What is expected =>
Recast the data below as a numbered list with blank lines omitted.

Material supplied =>
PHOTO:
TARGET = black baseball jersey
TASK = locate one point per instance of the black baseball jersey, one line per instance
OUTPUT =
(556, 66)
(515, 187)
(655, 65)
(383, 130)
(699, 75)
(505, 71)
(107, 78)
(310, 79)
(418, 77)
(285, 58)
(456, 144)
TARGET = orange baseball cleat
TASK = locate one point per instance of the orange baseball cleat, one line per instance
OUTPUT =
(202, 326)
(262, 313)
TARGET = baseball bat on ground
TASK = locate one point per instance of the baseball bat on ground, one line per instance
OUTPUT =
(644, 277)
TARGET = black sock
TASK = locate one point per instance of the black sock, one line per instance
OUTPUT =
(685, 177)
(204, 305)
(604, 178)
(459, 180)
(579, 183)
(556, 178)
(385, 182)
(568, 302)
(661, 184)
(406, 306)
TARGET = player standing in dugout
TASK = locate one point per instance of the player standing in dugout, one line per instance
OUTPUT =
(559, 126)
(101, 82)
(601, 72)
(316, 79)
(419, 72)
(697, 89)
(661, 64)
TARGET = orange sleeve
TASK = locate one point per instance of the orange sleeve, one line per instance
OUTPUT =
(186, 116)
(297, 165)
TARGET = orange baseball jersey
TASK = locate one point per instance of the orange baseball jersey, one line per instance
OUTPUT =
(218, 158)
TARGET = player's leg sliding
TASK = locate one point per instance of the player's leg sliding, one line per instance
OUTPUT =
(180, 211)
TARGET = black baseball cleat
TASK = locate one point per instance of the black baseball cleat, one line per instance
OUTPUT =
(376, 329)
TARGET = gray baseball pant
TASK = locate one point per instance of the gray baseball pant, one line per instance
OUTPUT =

Task response =>
1. PHOTO:
2. TARGET = black baseball jersey
3. TASK = locate one point per instance of the black baseball jersey, one line per instance
4. OUTPUT =
5. (556, 66)
6. (515, 187)
7. (655, 65)
8. (383, 130)
9. (699, 75)
10. (505, 71)
11. (107, 78)
12. (310, 79)
13. (418, 77)
14. (285, 58)
15. (456, 144)
16. TARGET = orange baseball cleat
17. TASK = locate one point per instance of the orange baseball cleat, one line per instance
18. OUTPUT =
19. (202, 326)
20. (262, 313)
21. TARGET = baseball bat on ground
22. TASK = locate one point per instance of the baseball bat on ground, one line per instance
23. OUTPUT =
24. (644, 277)
25. TARGET = black sock
26. TASK = locate one point per instance of the black sock, one line per instance
27. OUTPUT =
28. (685, 177)
29. (204, 305)
30. (604, 178)
31. (459, 180)
32. (579, 183)
33. (556, 178)
34. (385, 182)
35. (568, 302)
36. (661, 184)
37. (406, 306)
38. TARGET = player standing in dugout
39. TASK = locate one point per instance of the player standing in dugout, one line per instance
40. OUTPUT =
41. (559, 126)
42. (101, 82)
43. (601, 72)
44. (316, 79)
45. (419, 72)
46. (697, 89)
47. (661, 64)
48. TARGET = orange sleeve
49. TASK = locate one point per instance of the orange sleeve, one line per instance
50. OUTPUT =
51. (186, 116)
52. (297, 165)
53. TARGET = orange baseball jersey
54. TASK = locate one point per instance of the orange baseball jersey, one line per instance
55. OUTPUT =
56. (218, 158)
57. TARGET = player's leg sliding
58. TASK = locate one point per instance of the player's leg sliding, one line per instance
59. OUTPUT =
60. (180, 211)
61. TARGET = black baseball cleat
62. TASK = locate one point per instance of the black baseball cleat, one line per instance
63. OUTPUT =
64. (376, 329)
65. TARGET = gray baseball pant
66. TASK = locate one point per instance of the gray baseball pant, one line per instance
67. OUTPUT =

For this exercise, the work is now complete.